→ **DIRECTION**
Render every line of the entries below as a JSON list of strings, one string per line, omitting blank lines.
────
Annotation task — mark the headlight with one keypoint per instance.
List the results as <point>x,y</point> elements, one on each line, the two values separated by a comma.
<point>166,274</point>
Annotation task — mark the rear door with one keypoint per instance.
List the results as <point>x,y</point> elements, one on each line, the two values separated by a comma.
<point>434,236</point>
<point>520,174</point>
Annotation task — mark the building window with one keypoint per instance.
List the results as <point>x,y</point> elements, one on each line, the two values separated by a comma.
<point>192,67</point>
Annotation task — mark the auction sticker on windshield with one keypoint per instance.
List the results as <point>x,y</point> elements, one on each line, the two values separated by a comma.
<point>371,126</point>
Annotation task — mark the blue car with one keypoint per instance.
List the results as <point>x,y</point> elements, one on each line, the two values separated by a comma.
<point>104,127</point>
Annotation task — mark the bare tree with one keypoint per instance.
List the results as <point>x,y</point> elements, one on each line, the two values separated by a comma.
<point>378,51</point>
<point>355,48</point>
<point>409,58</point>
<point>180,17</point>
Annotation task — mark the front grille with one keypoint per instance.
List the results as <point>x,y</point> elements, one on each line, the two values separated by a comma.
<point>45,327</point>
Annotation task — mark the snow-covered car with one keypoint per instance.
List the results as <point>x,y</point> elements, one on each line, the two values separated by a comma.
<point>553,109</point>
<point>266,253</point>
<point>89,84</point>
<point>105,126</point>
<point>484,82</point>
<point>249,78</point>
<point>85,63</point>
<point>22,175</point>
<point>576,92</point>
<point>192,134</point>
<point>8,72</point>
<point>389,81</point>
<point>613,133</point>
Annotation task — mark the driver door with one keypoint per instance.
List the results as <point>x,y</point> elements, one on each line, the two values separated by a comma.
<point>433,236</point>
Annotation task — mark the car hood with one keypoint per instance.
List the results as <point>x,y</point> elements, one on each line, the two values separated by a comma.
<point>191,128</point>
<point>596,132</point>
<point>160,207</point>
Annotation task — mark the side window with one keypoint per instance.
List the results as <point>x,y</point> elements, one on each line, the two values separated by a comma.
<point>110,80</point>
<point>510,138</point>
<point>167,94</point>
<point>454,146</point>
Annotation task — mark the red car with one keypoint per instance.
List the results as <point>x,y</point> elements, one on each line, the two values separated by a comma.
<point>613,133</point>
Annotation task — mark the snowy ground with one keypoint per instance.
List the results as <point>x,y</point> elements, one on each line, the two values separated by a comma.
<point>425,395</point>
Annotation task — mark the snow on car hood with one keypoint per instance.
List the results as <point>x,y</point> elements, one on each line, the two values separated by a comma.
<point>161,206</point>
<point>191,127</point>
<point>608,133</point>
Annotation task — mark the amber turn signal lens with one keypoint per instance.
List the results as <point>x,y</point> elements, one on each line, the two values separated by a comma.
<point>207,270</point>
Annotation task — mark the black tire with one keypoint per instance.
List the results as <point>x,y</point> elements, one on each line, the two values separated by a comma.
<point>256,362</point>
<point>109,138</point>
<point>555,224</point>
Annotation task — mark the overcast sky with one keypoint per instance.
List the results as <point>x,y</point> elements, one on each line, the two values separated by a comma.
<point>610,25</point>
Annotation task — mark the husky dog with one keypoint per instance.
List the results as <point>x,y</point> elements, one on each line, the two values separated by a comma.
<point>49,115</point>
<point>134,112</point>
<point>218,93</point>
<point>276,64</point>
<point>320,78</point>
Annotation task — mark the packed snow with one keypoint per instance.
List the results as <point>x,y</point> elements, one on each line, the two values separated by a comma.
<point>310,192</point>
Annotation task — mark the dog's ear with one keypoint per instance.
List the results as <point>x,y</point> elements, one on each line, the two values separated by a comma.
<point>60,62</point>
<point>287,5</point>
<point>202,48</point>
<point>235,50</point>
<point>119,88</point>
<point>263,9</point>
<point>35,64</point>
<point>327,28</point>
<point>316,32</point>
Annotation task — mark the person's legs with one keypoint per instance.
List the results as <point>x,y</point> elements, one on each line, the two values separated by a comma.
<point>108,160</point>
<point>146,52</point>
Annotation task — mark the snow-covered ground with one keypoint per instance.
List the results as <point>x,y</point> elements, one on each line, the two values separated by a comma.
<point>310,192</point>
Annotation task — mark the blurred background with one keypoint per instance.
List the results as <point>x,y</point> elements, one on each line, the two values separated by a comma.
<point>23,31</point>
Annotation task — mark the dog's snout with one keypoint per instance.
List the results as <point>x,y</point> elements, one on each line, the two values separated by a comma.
────
→ **TASK RESULT**
[
  "Annotation task — mark the headlight with one keypoint per instance.",
  "List the results as <point>x,y</point> elements, one on each line, the two values separated by a comma.",
  "<point>166,274</point>",
  "Annotation task — mark the rear door with one keypoint per instance.",
  "List the results as <point>x,y</point> elements, one on each line, the two values separated by a comma.",
  "<point>434,236</point>",
  "<point>520,174</point>",
  "Annotation task — mark the building window with one keypoint per instance.",
  "List the results as <point>x,y</point> elements, one on each line, the two values separated by a comma.",
  "<point>192,67</point>",
  "Annotation task — mark the auction sticker on windshield with one keypoint per instance.",
  "List the results as <point>x,y</point> elements, one on each line, the two values separated by a comma.",
  "<point>371,126</point>",
  "Annotation task — mark the blue car with one keypoint per instance.",
  "List the results as <point>x,y</point> elements, one on each line, the two values separated by a comma.",
  "<point>104,127</point>",
  "Annotation task — mark the bare tree with one keypoint per instance.",
  "List the results as <point>x,y</point> elements, one on each line, the two values separated by a comma.",
  "<point>378,51</point>",
  "<point>355,48</point>",
  "<point>409,58</point>",
  "<point>180,17</point>",
  "Annotation task — mark the front grille with one keypoint per instance.",
  "List the results as <point>x,y</point> elements, one on each line, the two values separated by a comma.",
  "<point>45,327</point>",
  "Annotation task — mark the snow-covered car with one keypoint per instance.",
  "List the results as <point>x,y</point> elements, one on each line, the two values separated by a comma.",
  "<point>553,109</point>",
  "<point>266,253</point>",
  "<point>89,84</point>",
  "<point>105,126</point>",
  "<point>484,82</point>",
  "<point>249,78</point>",
  "<point>85,63</point>",
  "<point>22,175</point>",
  "<point>576,92</point>",
  "<point>192,134</point>",
  "<point>8,72</point>",
  "<point>389,81</point>",
  "<point>613,133</point>",
  "Annotation task — mark the driver door with one keypoint per instance.",
  "List the results as <point>x,y</point> elements, one on each line, the two values separated by a comma.",
  "<point>433,236</point>",
  "Annotation task — mark the car hood with one keypoint per instance.",
  "List the results as <point>x,y</point> elements, one on each line, the two values separated by a comma.",
  "<point>191,128</point>",
  "<point>596,132</point>",
  "<point>160,207</point>",
  "Annotation task — mark the side window with one keypoint per instance.",
  "List the results as <point>x,y</point> elements, one on each line, the two values separated by a comma.",
  "<point>110,80</point>",
  "<point>510,138</point>",
  "<point>167,94</point>",
  "<point>454,146</point>",
  "Annotation task — mark the red car with one keypoint per instance.",
  "List the results as <point>x,y</point> elements, one on each line, the two values separated by a comma.",
  "<point>613,133</point>",
  "Annotation task — mark the snowy ground with one keypoint per instance.",
  "List the results as <point>x,y</point> elements, one on each line, the two values separated by a comma.",
  "<point>425,395</point>",
  "Annotation task — mark the snow on car hood with one keypoint per instance.",
  "List the results as <point>x,y</point> elements, one on each line, the two values separated by a comma.",
  "<point>161,206</point>",
  "<point>191,127</point>",
  "<point>608,133</point>",
  "Annotation task — mark the amber turn signal lens with one keypoint per instance.",
  "List the results as <point>x,y</point> elements, one on each line, the two values separated by a comma.",
  "<point>207,270</point>",
  "Annotation task — mark the black tire with one keypoint per instance.",
  "List the results as <point>x,y</point> elements, one on each line, the two values separated by a comma.",
  "<point>256,362</point>",
  "<point>109,138</point>",
  "<point>555,224</point>",
  "Annotation task — mark the overcast sky with one keypoint per instance.",
  "List the results as <point>x,y</point> elements, one on each line, the two values separated by a comma.",
  "<point>610,25</point>",
  "Annotation task — mark the husky dog with one keypoint per instance.",
  "List the results as <point>x,y</point> elements, one on each line, the two values separated by a comma.",
  "<point>49,115</point>",
  "<point>134,112</point>",
  "<point>218,93</point>",
  "<point>276,64</point>",
  "<point>320,78</point>",
  "Annotation task — mark the packed snow with one keypoint per instance.",
  "List the results as <point>x,y</point> elements, one on each line, the two values separated by a comma.",
  "<point>310,192</point>",
  "Annotation task — mark the dog's ear with one keypoint per instance.",
  "List the results as <point>x,y</point> elements, one on each line, the two values separated by a comma.",
  "<point>60,62</point>",
  "<point>287,5</point>",
  "<point>202,48</point>",
  "<point>235,50</point>",
  "<point>119,88</point>",
  "<point>263,9</point>",
  "<point>35,64</point>",
  "<point>327,28</point>",
  "<point>316,32</point>",
  "Annotation task — mark the person's legs with one keypoint per instance.",
  "List the results as <point>x,y</point> elements, one on each line, the two values separated by a comma.",
  "<point>108,160</point>",
  "<point>146,52</point>",
  "Annotation task — mark the snow-covered ground with one keypoint per instance.",
  "List the results as <point>x,y</point> elements, one on each line, the two values separated by a comma.",
  "<point>310,192</point>",
  "Annotation task — mark the blurred background with one keypoint per instance.",
  "List the results as <point>x,y</point> elements, one on each line, the two values separated by a comma.",
  "<point>23,31</point>",
  "Annotation task — mark the dog's snout with one keypoint per instance.",
  "List the results as <point>x,y</point> elements, one on each line, the two values separated by a comma."
]